(Natural-language object grounding data)

━━━━━━

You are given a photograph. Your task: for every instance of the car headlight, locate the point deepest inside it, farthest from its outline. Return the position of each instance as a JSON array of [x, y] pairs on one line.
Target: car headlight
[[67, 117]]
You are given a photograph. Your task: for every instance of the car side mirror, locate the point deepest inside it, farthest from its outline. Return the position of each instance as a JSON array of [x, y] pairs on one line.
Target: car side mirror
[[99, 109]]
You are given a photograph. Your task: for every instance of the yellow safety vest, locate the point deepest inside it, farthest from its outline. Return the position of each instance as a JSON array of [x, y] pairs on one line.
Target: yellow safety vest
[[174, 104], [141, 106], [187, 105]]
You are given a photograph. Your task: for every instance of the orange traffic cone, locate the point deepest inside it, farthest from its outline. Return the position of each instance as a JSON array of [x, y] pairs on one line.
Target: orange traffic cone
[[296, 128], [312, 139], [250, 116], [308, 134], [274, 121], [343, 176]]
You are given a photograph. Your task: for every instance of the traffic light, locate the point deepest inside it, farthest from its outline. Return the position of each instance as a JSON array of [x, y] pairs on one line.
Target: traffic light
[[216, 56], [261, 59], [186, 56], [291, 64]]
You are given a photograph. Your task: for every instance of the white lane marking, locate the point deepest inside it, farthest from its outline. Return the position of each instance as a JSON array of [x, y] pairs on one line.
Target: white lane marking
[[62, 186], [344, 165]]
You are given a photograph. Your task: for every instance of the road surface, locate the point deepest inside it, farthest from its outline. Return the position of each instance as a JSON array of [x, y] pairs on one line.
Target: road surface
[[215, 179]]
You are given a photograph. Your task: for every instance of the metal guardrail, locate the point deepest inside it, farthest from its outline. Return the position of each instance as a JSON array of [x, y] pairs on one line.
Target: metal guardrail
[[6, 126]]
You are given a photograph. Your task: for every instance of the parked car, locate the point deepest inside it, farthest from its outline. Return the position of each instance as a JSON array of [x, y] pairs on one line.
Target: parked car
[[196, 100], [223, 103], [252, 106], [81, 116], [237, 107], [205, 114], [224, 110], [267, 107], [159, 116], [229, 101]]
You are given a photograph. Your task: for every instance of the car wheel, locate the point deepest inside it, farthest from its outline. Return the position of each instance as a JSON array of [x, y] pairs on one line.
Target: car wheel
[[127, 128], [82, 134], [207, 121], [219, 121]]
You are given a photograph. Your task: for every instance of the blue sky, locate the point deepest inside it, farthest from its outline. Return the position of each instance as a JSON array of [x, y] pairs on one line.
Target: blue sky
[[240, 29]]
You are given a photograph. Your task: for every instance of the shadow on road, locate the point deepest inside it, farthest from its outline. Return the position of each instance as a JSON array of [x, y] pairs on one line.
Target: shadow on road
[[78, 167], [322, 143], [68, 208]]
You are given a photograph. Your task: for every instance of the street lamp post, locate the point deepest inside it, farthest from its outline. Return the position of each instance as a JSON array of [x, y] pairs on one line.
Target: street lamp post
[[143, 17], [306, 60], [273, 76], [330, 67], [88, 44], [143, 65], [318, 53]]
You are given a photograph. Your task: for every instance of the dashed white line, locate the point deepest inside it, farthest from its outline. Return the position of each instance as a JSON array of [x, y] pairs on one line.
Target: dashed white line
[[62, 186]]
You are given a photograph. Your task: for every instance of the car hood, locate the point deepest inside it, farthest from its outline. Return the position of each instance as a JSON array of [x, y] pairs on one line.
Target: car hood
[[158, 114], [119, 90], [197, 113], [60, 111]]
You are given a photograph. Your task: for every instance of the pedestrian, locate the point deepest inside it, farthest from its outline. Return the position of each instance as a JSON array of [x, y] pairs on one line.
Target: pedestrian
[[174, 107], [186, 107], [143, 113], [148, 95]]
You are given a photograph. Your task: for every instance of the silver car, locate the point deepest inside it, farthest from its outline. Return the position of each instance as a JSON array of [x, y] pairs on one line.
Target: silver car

━━━━━━

Problem details
In your answer, print every entry exactly as it appears.

Answer space
You are given a photograph. Your task: for every instance of the car headlight, locate the point deepest inside it, farthest from its outline. Return the position of each instance as a JSON array of [x, y] pairs on one line.
Target: car headlight
[[67, 117]]
You are given a photograph. Your task: for every instance of the car side mirror, locate the point deepest inside it, farthest from its outline. Return the position of each instance as a JSON array of [x, y] pairs on one line.
Target: car side mirror
[[99, 109]]
You are given a photograph. Your task: for every instance of the yellow safety vest, locate the point deepest inside it, farthest from its outline. Return the position of each instance as a JSON array of [x, y] pairs on one line.
Target: yellow safety vest
[[174, 104], [141, 106], [187, 105]]
You are given a photograph. Your task: for every instance of the orange traffic cone, locate the point deepest inside it, farthest from its outline. Return the position of each instance as a JSON array of [x, y] pairs on one line.
Target: orange traffic cone
[[296, 128], [312, 139], [250, 116], [308, 134], [274, 121], [343, 176]]
You are given a photograph. Your task: for every instance of the traffic light, locate the point deepest inside it, farthest from its outline. Return the position of each instance as a JSON array of [x, y] pairs on one line.
Target: traffic light
[[216, 56], [261, 59], [186, 56], [291, 64]]
You are given a photograph. Your task: for every instance of the white lane marking, locate the point deepest inside it, farthest from its outline. Return the position of each instance as a JSON array of [x, y] pairs on one line.
Target: white lane marking
[[62, 186], [344, 165]]
You are given a photograph. Your task: for every instance of the road surface, locate the point deepest inside it, farthest from its outline. Return the position of each instance as a JSON array of [x, y] pairs on one line.
Target: road surface
[[215, 179]]
You are given a photograph. Your task: for every instance of the metal guardrail, locate the point deepest inside it, farthest from its outline. Return the position of each instance as a JSON array of [x, y] pairs on one line.
Target: metal guardrail
[[6, 126]]
You are given a photograph. Your task: for every instance of the parked car, locate the point deepest inside it, farthest from its outline. Return the position of each instance as a JSON array of [x, y] pairs on one line.
Target: parked car
[[196, 100], [223, 103], [252, 106], [81, 116], [237, 107], [205, 114], [224, 110], [267, 107], [159, 116], [229, 101]]
You are given a photograph. Your task: for every instance of the car wheel, locate the point deepest inside it, farthest from its outline. Return the position of each instance as a JSON array of [x, y] pairs on one line.
Target: car wheel
[[127, 128], [82, 134], [207, 121], [219, 121]]
You are given a photograph. Your task: for every instance of the blue sky, locate the point deepest inside it, farthest from its outline. Return the position of each instance as a JSON array of [x, y] pairs on one line.
Target: blue sky
[[240, 29]]
You are given a photograph. Your task: for every instance of the shadow on road, locate the point deepest inside it, farthest from its outline. Return the position of each instance as a JSON array of [x, y] pairs on one line.
Target: shadow on road
[[78, 167], [322, 143], [68, 208]]
You are given a photograph. Your task: for every instance of the street lamp post, locate the point deepest inside it, farthest from its outline. Return the position of each instance as a JSON array of [x, y] pairs on one line.
Target: street lamp post
[[143, 17], [306, 60], [273, 76], [330, 67], [88, 44], [143, 65], [318, 53]]
You are given a photograph. Your task: for every instance of the dashed white line, locate the point deepest inside it, farthest from its outline. Return the position of each instance as a JSON array of [x, y] pairs on one line.
Target: dashed white line
[[62, 186]]
You are given a photograph. Your task: for every instance of the car hood, locate the point deepest inside it, farthest from its outline. Return the position of each instance as a JSON array of [x, y] pairs on one line.
Target: car hood
[[158, 114], [119, 90], [197, 113], [60, 111]]
You are given a photograph. Your task: for every instance of the pedestrian, locate the point deepest inside it, farthest from its outline. Return the position of each instance as a JSON array of [x, y] pairs on one line.
Target: pedestrian
[[174, 107], [186, 107], [143, 113], [148, 95]]
You are given a photograph. Your task: for every instance of the silver car, locate the point deepest inside it, farthest from its outline. Return the position of each instance as a JSON array of [x, y] pairs on one line.
Target: silver car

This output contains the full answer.